Good story well told, Steve.
it does hold here--thanks enjoyably so.
Builds to a great close. So much unsaid and half-implied here. I know this guy. He's pissed and good, too.*
Very effective piece, Steven. The writing is immediate and real. Pulled me right in.
"Cretin idiot dogs… my wife rescued them both, fostered them. Otherwise the little black one… the ugly one with the underbite… would be at the bottom of a landfill in Stockton or Los Baños. That's where those banker thieves ruined the mortgages and where families abandoned their houses leaving pets chained up in weedy back gardens, howling for kibble, biting cockleburs from bloody paws."
Nice work. *
the ugly one and the retarded. Some character you have invented Steven. This guys logic again had me laughing. I enjoy the way your characters are thinking or saying something I ask myself if I am wrong for laughing about it. Nice.

◆ Records provided ◆

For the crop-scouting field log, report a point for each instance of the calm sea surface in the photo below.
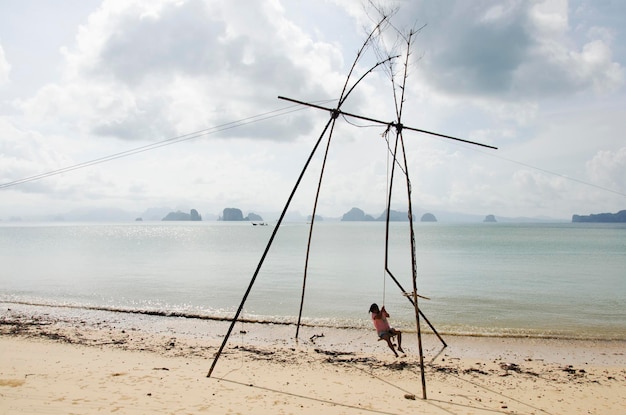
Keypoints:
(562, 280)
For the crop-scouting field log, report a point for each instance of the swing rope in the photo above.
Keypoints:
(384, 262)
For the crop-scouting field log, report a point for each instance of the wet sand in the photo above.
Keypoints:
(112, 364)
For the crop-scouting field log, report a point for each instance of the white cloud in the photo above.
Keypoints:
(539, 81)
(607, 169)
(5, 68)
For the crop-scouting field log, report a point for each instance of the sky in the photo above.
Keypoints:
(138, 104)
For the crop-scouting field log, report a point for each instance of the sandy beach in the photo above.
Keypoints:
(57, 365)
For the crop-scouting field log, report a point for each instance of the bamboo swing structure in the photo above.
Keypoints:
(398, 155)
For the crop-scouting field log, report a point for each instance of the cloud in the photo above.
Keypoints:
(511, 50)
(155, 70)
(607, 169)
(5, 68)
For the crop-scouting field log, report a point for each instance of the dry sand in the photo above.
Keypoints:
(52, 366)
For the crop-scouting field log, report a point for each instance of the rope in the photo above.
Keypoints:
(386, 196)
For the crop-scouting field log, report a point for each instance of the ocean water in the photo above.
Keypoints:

◆ What is needed ◆
Continue the reader comments on the short story from where they stop.

◆ Expected answer ◆
brilliant. well realized. love it. *
So much to roll around in here. *
Fave, Steven. Your words "owned" me throughout.
Mormons on bikes and urban skunks! This was a fun read. I enjoyed all the peculiarities and details that really made this story come to life. Great work.
I have been very seriously contemplating adopting a rescue dog. Or two. I've been told if you are getting them for exercise, forget it.
Love this irreverent voice. I've got two rescues and I walk those damn dogs every day.*
I thought I'd favorited this one already. I have now!